Source extract:
| ripgrep doesn't require memory maps, and if they fail to open, it will fall back to a more traditional buffering strategy: https://github.com/BurntSushi/ripgrep/blob/50d2047ae2c0ce2ed... ripgrep has always had a fast traditional buffering strategy using `read` calls for searching, because I knew that mmap couldn't be used in every case. Anyway, this has been fixed for a couple years at this point, so if you're still experiencing a problem, then please file a new bug report. > As a more recent example, ripgrep had issues on 32-bit platforms because of a bug in the way the underlying mmap library worked in Rust. This is false. The bug you're thinking about is probably https://github.com/BurntSushi/ripgrep/issues/922, which was not caused by an underlying bug in memmap. memmap did have an underlying bug with respect to file offsets, but ripgrep did not use the file offset API. The bug was caused in ripgrep itself, since I made the classic mistake of trying to predict whether an mmap call would fail instead of just trying mmap itself. That bug was fixed on master before the Windows bug was even reported: https://github.com/BurntSushi/ripgrep/commit/93943793c314e05... > You'd only try that if you haven't read the documentation for mmap, just like a bunch of Rust programmers did. This isn't exclusive to Rust programmers. C tools make the same mistake all the time. Because memory maps aren't just problematic with large files on 32-bit systems, but they also don't work with virtual files on Linux. Try, for example, `ag MHz /proc/cpuinfo` and see what you get. Crazy how, you know, sometimes humans make mistakes even if they are a C programmer! And the implication that I (or the author of memmap) never read the docs for `mmap` is just absurd. If you're going to be snooty about stuff like this, then at least get the story correct. Or better yet, don't be snooty at all. |
The specific issue making the "mmap" crate incorrect was that it used a "usize" instead of "u64" for some of the functions, limiting it to 4GB files on 32-bit platforms. I believe it's this line of code: https://github.com/rbranson/rust-mmap/blob/f973ae1969b4b7e80...
Now, I'm not a mindreader, but to me this feels an awful lot like its author made a tacit assumption that mmap() is a "memory operation" that is tied to the architecture's pointer size. In similar conversations, heck, in this very discussion people were incredulous that a file can be bigger than memory and be processed.
I absolutely believe that people do not read much past the function declarations, and it might be a "snooty attitude" but experience unfortunately has shown it to be an accurate attitude.

Recorded data:
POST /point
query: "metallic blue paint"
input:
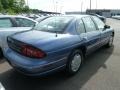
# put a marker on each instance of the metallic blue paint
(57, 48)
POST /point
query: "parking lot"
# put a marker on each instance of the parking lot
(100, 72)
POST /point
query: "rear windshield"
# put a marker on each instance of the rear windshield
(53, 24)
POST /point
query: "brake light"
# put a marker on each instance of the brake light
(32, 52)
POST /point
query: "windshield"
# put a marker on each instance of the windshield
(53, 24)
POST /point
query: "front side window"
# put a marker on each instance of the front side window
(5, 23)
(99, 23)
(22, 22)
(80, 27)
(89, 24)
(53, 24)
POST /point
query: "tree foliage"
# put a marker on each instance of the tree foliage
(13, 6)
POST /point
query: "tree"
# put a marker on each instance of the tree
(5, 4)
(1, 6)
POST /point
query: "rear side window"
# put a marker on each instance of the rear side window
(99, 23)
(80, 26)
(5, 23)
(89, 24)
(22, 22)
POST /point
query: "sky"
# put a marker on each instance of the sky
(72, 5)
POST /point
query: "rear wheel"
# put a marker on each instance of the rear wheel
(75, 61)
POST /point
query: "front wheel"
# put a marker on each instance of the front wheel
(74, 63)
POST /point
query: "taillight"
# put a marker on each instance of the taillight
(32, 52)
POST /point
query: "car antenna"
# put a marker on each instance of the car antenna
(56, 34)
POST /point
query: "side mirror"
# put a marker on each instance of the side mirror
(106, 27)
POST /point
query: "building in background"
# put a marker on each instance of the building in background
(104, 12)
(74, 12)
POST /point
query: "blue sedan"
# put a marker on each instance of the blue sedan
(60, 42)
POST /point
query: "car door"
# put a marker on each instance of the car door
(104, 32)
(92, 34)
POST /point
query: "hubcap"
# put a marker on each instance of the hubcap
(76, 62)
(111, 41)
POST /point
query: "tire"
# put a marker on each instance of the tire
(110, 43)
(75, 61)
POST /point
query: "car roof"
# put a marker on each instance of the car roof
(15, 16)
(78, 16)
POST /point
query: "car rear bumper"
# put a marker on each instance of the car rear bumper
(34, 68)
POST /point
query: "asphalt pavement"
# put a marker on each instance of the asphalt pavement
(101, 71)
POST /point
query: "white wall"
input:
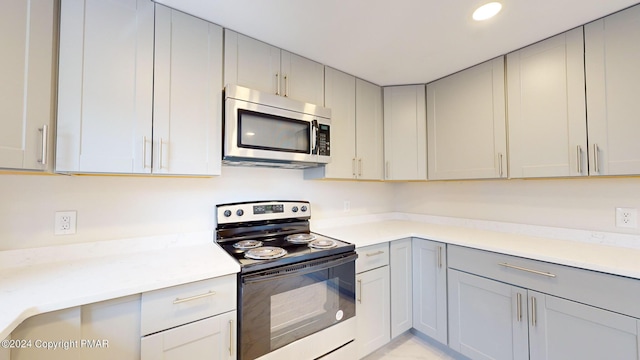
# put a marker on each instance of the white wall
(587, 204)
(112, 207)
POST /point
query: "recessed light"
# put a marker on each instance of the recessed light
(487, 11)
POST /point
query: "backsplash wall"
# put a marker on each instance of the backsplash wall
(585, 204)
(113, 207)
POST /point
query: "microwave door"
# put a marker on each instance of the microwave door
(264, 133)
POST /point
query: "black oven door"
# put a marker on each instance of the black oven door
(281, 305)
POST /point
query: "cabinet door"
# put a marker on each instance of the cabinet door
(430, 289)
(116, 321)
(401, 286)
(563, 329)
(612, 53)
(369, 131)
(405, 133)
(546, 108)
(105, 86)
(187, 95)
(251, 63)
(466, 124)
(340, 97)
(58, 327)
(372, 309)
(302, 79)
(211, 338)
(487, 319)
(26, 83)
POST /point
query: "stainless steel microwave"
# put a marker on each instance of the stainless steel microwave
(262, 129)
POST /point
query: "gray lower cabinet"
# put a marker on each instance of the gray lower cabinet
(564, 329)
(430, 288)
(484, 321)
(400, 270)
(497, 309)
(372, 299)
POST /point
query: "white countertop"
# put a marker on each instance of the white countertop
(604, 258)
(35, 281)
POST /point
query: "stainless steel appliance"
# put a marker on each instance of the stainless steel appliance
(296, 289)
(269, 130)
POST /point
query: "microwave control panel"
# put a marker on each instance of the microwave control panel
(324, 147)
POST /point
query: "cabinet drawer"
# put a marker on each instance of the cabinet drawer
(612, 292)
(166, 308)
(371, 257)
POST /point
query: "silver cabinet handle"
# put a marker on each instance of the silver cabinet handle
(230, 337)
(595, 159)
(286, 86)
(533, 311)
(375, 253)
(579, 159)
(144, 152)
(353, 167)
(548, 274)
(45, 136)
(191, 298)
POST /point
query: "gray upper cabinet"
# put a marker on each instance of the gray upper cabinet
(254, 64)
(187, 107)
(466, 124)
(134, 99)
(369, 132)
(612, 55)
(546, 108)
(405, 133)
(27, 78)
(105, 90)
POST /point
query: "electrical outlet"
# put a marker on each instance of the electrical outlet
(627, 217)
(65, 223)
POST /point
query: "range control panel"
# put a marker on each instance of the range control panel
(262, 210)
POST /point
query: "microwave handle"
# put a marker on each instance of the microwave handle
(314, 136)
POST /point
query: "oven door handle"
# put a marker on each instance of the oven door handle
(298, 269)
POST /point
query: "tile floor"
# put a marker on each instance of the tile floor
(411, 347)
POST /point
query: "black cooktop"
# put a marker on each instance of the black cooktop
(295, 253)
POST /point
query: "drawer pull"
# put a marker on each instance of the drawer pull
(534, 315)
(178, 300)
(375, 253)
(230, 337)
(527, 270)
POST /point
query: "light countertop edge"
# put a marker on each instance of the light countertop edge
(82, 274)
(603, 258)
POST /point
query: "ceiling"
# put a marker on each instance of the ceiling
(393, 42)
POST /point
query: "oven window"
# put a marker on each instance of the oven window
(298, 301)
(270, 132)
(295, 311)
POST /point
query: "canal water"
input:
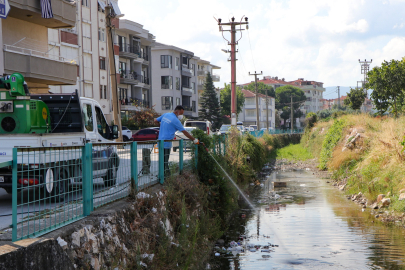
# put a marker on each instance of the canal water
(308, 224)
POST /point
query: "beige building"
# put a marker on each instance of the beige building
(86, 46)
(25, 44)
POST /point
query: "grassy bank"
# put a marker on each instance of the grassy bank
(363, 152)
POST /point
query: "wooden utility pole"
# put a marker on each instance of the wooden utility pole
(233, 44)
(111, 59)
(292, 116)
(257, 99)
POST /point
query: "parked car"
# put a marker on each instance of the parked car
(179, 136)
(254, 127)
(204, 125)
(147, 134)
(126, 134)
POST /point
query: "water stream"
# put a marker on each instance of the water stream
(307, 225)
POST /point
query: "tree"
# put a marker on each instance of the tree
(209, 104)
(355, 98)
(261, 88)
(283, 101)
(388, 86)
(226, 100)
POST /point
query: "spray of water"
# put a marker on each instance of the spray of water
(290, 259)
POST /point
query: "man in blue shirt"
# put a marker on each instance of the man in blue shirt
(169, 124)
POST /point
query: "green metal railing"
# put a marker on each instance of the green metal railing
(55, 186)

--

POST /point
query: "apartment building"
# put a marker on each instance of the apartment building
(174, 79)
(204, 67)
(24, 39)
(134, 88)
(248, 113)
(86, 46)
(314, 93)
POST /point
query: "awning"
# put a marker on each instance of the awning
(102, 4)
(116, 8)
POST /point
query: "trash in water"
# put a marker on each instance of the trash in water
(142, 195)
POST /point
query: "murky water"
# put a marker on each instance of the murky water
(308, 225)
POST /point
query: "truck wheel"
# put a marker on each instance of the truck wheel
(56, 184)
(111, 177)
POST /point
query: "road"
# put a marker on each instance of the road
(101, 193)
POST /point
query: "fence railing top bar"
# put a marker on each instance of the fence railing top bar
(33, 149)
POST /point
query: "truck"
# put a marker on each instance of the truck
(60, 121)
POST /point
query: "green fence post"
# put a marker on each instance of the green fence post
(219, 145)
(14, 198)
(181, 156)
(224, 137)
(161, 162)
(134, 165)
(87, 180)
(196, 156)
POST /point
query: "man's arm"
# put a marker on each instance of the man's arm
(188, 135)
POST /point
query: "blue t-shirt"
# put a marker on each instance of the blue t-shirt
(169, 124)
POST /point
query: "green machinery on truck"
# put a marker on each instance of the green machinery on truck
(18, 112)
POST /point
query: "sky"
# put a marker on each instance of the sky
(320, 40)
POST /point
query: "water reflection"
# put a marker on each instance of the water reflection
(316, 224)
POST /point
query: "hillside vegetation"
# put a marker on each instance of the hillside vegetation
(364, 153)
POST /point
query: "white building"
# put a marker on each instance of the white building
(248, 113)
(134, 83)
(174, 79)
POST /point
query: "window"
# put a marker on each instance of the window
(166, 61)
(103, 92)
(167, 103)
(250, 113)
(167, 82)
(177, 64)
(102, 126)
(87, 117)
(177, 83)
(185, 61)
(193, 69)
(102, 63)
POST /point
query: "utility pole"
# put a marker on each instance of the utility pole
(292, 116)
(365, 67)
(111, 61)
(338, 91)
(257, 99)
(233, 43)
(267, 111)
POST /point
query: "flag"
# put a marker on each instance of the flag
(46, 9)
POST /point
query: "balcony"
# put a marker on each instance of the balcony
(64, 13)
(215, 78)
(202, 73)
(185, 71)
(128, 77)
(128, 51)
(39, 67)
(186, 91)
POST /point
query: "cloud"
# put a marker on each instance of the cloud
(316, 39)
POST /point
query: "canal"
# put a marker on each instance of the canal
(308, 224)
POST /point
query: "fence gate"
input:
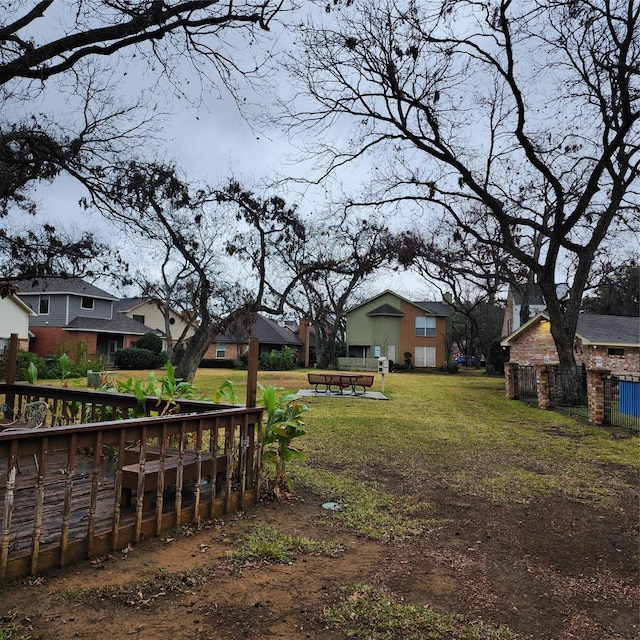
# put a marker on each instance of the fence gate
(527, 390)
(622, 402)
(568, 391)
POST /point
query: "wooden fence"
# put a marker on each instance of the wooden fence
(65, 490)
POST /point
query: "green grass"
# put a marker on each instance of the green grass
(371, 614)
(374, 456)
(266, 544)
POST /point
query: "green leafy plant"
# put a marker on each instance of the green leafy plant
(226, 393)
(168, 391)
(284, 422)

---

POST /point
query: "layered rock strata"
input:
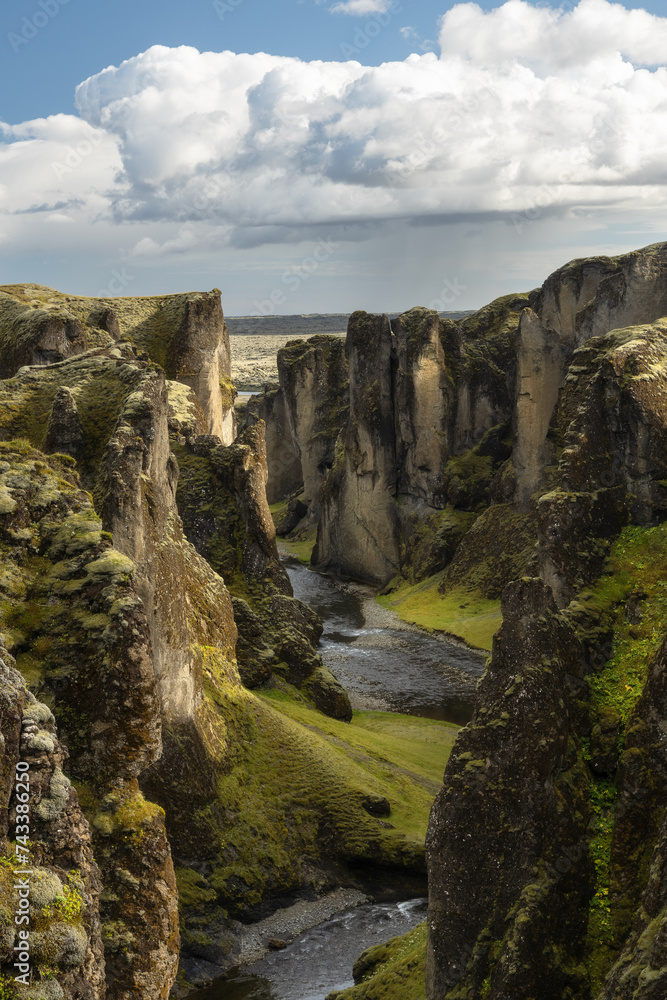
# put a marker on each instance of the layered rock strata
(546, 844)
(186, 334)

Direction 1: In the ripgrep thread, what limit did the mmap crate's use of "usize" instead of "u64" put on 32-bit platforms?
Direction 2: From the ripgrep thread, pull out everything from "Now, I'm not" down to "an accurate attitude.".

Task solution 1: It limited the crate to 4GB files.

Task solution 2:
Now, I'm not a mindreader, but to me this feels an awful lot like its author made a tacit assumption that mmap() is a "memory operation" that is tied to the architecture's pointer size. In similar conversations, heck, in this very discussion people were incredulous that a file can be bigger than memory and be processed.
I absolutely believe that people do not read much past the function declarations, and it might be a "snooty attitude" but experience unfortunately has shown it to be an accurate attitude.